▶ **Description of the task**
Leave the pictures aside. Retype exactly the lines from the top of the data below through the one holding "Target: car window".

(Stored data entries)
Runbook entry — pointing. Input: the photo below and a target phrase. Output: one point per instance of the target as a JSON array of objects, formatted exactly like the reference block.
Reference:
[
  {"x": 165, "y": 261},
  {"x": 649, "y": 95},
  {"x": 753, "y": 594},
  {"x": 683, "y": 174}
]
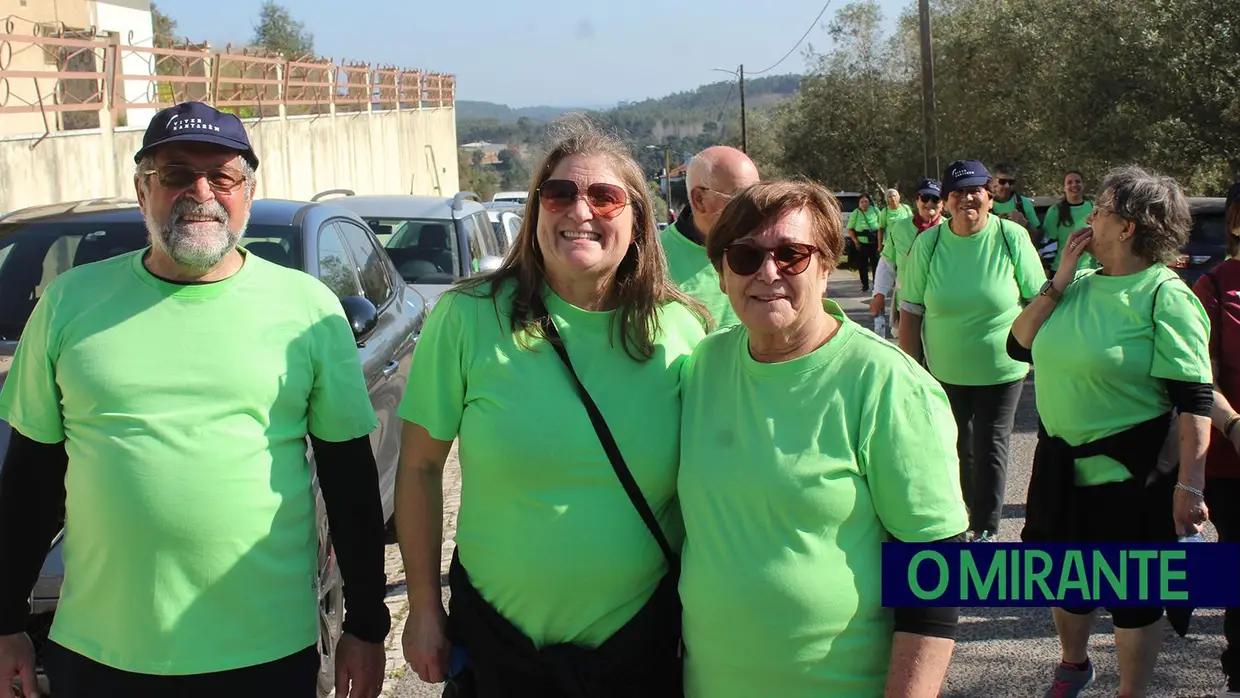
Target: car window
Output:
[
  {"x": 34, "y": 254},
  {"x": 513, "y": 225},
  {"x": 480, "y": 238},
  {"x": 336, "y": 267},
  {"x": 370, "y": 260},
  {"x": 423, "y": 249},
  {"x": 1209, "y": 227}
]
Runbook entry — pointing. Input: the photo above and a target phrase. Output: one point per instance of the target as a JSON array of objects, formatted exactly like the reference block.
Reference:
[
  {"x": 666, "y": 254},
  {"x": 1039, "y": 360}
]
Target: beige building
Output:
[{"x": 102, "y": 20}]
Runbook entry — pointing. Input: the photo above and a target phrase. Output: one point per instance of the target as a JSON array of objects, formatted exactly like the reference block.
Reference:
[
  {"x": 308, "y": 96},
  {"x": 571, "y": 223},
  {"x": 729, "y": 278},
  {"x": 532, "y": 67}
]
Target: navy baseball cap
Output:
[
  {"x": 930, "y": 187},
  {"x": 965, "y": 174},
  {"x": 195, "y": 122}
]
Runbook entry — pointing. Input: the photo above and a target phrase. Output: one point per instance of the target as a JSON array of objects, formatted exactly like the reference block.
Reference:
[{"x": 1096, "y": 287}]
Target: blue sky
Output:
[{"x": 543, "y": 51}]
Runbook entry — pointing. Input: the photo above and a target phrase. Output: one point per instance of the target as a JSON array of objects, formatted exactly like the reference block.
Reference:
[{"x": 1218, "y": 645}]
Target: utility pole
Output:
[
  {"x": 928, "y": 98},
  {"x": 667, "y": 180},
  {"x": 744, "y": 132}
]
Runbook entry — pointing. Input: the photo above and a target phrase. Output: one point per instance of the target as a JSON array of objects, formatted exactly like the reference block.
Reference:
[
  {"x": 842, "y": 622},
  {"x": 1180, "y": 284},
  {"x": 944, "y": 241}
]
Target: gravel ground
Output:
[{"x": 1001, "y": 652}]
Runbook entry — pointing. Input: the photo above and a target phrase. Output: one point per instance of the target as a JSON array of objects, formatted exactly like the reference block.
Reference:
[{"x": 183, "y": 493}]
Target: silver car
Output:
[
  {"x": 433, "y": 241},
  {"x": 325, "y": 241}
]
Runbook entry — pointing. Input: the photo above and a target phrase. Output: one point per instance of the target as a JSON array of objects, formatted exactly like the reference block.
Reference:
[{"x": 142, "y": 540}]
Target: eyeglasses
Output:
[
  {"x": 745, "y": 258},
  {"x": 606, "y": 201},
  {"x": 180, "y": 177}
]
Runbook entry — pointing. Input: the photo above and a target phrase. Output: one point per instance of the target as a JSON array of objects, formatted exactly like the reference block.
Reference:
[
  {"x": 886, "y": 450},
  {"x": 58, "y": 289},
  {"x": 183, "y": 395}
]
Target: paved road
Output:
[{"x": 1011, "y": 652}]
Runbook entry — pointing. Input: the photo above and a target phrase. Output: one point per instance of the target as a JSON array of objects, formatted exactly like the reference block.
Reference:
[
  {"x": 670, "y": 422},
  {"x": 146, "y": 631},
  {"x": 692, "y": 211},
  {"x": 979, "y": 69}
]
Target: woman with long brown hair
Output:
[{"x": 559, "y": 375}]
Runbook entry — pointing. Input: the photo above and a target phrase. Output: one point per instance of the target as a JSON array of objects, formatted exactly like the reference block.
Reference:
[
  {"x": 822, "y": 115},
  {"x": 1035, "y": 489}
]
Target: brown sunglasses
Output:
[
  {"x": 745, "y": 258},
  {"x": 606, "y": 201}
]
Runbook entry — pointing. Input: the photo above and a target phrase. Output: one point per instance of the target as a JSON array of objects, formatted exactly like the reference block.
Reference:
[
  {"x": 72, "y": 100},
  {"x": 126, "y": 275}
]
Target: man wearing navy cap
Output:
[
  {"x": 897, "y": 244},
  {"x": 164, "y": 399}
]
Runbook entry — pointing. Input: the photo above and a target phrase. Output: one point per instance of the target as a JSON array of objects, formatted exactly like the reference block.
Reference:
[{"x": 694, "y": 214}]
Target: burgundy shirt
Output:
[{"x": 1222, "y": 459}]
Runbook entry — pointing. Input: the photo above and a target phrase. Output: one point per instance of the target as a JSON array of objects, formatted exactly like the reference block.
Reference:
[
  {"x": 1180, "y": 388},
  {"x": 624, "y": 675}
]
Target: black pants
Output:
[
  {"x": 867, "y": 262},
  {"x": 640, "y": 661},
  {"x": 73, "y": 676},
  {"x": 985, "y": 417},
  {"x": 1223, "y": 499},
  {"x": 1127, "y": 511}
]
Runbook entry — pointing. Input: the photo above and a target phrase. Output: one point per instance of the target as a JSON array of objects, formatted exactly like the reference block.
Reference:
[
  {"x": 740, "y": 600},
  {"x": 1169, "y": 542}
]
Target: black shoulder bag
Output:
[{"x": 608, "y": 440}]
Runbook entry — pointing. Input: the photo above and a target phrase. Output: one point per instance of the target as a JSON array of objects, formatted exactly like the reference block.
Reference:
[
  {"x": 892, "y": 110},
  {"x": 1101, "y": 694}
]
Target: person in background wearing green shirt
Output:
[
  {"x": 863, "y": 225},
  {"x": 1119, "y": 352},
  {"x": 164, "y": 399},
  {"x": 890, "y": 215},
  {"x": 806, "y": 443},
  {"x": 711, "y": 179},
  {"x": 897, "y": 242},
  {"x": 1067, "y": 217},
  {"x": 964, "y": 283},
  {"x": 1008, "y": 203},
  {"x": 557, "y": 580}
]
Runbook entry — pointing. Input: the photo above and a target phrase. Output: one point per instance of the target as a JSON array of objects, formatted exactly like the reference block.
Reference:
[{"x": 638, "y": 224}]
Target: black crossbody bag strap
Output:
[{"x": 606, "y": 439}]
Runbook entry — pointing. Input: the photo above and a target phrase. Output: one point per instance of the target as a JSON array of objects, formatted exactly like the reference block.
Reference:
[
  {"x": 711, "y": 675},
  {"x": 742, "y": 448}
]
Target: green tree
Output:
[
  {"x": 279, "y": 32},
  {"x": 659, "y": 203}
]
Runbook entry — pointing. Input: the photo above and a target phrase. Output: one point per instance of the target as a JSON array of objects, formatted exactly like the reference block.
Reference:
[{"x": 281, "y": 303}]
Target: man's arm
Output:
[{"x": 350, "y": 485}]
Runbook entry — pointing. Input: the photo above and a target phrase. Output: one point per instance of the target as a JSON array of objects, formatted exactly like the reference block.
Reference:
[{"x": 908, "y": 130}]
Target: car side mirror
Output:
[
  {"x": 490, "y": 263},
  {"x": 361, "y": 314}
]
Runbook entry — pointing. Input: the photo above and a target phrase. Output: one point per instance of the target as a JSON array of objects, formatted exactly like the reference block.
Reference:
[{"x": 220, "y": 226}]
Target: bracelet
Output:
[{"x": 1189, "y": 490}]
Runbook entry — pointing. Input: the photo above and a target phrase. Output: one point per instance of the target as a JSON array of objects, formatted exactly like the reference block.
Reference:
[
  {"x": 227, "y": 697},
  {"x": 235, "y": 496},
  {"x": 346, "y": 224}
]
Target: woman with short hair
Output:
[
  {"x": 1119, "y": 352},
  {"x": 559, "y": 373},
  {"x": 806, "y": 443}
]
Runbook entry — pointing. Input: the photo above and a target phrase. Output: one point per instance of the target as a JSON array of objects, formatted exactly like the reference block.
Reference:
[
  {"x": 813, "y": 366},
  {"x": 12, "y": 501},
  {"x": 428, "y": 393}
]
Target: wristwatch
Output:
[{"x": 1049, "y": 290}]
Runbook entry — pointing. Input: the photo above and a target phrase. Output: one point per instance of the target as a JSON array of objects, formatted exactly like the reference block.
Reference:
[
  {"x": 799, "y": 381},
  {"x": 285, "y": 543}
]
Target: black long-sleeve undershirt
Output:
[
  {"x": 350, "y": 484},
  {"x": 32, "y": 502},
  {"x": 31, "y": 507}
]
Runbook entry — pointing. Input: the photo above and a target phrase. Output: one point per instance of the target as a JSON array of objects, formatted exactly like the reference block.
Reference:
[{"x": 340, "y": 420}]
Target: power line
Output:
[{"x": 814, "y": 24}]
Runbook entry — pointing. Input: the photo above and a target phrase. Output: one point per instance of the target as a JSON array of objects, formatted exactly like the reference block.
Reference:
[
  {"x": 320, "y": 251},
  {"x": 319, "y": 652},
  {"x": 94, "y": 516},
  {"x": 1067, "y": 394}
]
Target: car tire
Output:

▶ **Result**
Runbook entry — pointing. Input: the photo below and a target phrase. Output: one point per instance of the target as a JSON array of objects, formatted exactly like the reference block.
Reference:
[
  {"x": 165, "y": 261},
  {"x": 649, "y": 95},
  {"x": 753, "y": 594},
  {"x": 683, "y": 174}
]
Target: car window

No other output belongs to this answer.